__Requirements__: Exactly as written, transcribe the lines that run from the one containing "Target: calm water" to the end of the records below.
# start of Input material
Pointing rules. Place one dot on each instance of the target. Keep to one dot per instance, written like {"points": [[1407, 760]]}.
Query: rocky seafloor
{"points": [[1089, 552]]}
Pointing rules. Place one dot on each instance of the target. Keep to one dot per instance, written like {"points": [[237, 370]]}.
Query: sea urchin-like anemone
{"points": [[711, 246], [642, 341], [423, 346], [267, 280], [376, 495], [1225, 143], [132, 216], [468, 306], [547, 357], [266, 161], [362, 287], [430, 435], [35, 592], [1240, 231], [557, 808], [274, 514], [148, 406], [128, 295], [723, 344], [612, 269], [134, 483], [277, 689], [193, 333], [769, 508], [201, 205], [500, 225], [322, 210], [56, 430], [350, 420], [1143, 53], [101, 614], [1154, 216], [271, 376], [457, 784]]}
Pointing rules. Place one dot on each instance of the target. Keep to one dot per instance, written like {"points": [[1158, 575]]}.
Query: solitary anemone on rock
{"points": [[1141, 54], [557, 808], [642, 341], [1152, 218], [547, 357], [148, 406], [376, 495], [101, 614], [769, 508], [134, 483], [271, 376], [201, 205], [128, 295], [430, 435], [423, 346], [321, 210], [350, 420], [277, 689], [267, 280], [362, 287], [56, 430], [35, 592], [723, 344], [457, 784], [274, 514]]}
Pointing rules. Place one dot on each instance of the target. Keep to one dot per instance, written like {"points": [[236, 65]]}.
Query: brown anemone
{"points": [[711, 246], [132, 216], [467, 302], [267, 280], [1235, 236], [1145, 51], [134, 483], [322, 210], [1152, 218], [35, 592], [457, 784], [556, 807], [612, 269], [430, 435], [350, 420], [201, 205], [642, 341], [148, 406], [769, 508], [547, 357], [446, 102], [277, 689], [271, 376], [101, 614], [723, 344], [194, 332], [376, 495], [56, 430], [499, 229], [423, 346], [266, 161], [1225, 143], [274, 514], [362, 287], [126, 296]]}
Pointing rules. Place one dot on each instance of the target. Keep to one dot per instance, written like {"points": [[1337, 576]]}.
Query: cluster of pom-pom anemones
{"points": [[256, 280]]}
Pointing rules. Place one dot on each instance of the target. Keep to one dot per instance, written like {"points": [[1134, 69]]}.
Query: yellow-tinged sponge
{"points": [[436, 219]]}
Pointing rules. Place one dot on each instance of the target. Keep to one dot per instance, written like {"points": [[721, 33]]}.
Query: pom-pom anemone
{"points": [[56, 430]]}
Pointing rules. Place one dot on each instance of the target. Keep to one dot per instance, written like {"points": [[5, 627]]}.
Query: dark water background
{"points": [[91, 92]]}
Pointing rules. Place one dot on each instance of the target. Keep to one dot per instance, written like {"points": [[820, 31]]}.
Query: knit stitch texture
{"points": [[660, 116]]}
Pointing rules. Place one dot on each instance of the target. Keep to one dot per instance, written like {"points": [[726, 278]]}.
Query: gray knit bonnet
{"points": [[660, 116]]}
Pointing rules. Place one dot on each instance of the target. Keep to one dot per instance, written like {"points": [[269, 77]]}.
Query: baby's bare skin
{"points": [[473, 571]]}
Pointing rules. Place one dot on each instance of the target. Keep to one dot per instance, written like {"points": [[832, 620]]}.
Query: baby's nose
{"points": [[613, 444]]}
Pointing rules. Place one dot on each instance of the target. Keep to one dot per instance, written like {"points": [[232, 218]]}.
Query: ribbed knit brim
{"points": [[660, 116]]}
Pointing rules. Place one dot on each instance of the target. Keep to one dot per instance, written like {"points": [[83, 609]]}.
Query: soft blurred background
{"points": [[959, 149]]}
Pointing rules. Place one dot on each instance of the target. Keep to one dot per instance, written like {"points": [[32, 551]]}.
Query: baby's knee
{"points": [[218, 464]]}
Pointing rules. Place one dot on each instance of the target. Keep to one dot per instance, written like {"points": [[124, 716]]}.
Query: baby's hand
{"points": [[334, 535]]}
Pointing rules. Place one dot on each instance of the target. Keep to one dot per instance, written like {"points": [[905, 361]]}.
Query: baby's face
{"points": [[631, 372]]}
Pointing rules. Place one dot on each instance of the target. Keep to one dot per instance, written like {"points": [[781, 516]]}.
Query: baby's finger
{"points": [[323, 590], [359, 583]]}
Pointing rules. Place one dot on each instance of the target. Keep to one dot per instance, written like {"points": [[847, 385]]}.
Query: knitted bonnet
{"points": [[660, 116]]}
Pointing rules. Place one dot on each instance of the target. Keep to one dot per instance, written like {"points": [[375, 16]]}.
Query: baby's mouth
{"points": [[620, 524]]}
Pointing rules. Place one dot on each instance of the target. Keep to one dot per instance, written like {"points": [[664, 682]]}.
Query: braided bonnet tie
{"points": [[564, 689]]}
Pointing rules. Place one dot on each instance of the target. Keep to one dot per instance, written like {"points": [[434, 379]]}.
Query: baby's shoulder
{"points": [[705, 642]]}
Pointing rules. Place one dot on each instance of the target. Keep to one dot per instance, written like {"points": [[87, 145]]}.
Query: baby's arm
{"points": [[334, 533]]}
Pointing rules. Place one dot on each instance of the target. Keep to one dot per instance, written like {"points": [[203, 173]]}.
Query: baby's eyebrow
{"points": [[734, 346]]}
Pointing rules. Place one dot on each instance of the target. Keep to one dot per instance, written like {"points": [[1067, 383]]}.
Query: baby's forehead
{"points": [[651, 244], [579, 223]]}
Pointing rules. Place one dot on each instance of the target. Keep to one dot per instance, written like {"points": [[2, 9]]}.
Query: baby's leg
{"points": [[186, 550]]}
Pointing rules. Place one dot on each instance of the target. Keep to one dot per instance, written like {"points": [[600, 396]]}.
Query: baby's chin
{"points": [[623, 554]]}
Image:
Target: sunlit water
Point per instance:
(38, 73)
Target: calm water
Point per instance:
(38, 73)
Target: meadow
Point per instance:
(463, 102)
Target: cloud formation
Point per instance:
# end of Input material
__Expected answer__:
Target: calm water
Point per instance:
(38, 73)
Target: meadow
Point per instance:
(463, 102)
Target: cloud formation
Point per instance:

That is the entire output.